▶ DATASET CONTENT:
──────

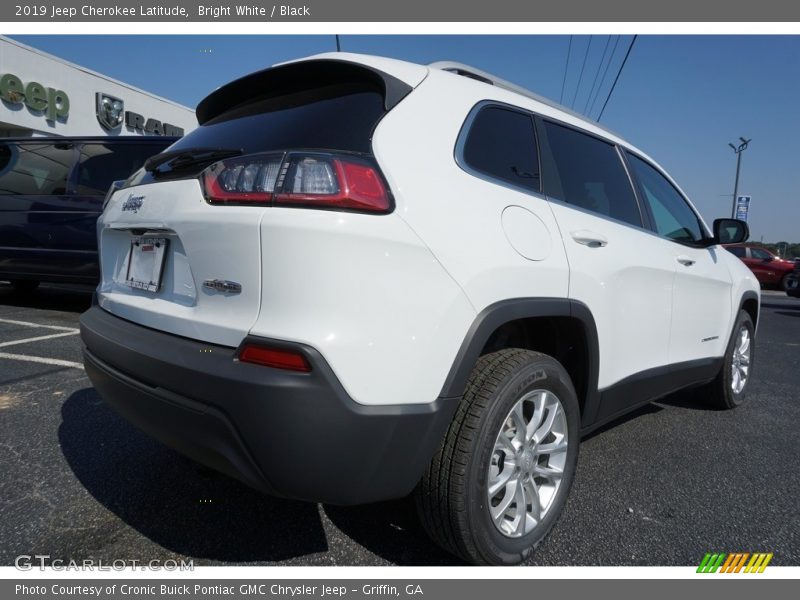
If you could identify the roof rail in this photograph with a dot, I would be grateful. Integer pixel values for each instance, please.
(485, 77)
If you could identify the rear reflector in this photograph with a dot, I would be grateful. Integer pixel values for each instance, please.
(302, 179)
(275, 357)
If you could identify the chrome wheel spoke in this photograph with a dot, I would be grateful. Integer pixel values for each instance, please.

──────

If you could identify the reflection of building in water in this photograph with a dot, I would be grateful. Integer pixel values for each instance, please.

──────

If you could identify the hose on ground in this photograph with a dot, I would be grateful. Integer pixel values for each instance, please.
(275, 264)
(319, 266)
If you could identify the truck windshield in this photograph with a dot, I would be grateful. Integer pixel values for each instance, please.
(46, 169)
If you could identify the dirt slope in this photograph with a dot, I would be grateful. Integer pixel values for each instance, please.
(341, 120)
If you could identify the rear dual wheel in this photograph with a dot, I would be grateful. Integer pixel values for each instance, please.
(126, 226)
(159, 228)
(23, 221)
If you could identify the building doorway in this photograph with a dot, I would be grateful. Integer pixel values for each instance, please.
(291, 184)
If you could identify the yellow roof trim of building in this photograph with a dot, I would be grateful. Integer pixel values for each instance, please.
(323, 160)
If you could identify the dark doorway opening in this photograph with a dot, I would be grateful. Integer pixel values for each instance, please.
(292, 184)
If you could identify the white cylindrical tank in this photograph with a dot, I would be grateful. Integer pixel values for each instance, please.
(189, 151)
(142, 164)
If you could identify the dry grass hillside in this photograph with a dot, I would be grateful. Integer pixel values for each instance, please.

──────

▶ WORK TO BE COMPLETED: Please rescale the records above, everything from the line containing "If you could identify the dirt" down to the line containing "If you could identify the dry", both ends included, and return only those lines. Keep every line's wording unchanged, but multiply each point coordinate by 2.55 and round it to a whole number, with halves rounded up.

▶ ANSWER TO THIS PROBLEM:
If you could identify the dirt slope in this photograph with a dot, I would be grateful. Integer pixel values for each instance, please.
(870, 306)
If you could identify the rear dual wheel in this photograph with a dot, I would be grateful. Integer pixel values for each instance, please.
(321, 576)
(405, 581)
(59, 564)
If you could identify the building doorway in this photograph with a dot, I would be grateful. Integer pixel values for each instance, please.
(742, 469)
If you could identify the yellow roof trim of building in this photograph with a dot, I would be grateful. Integer pixel values for each instance, please.
(824, 408)
If you could identify the dark doorway opening in this photograph with a dot, I would be grateful. Integer pixel values for each instance, please.
(745, 469)
If you could identify the white cylindrical tank in this photograph with a dot, I would be grateful. Integer pixel values for each instance, please.
(482, 385)
(362, 418)
If you could identify the dry grass hillside in this photograph with a dot, I would be grateful. Integer pixel values for each instance, please.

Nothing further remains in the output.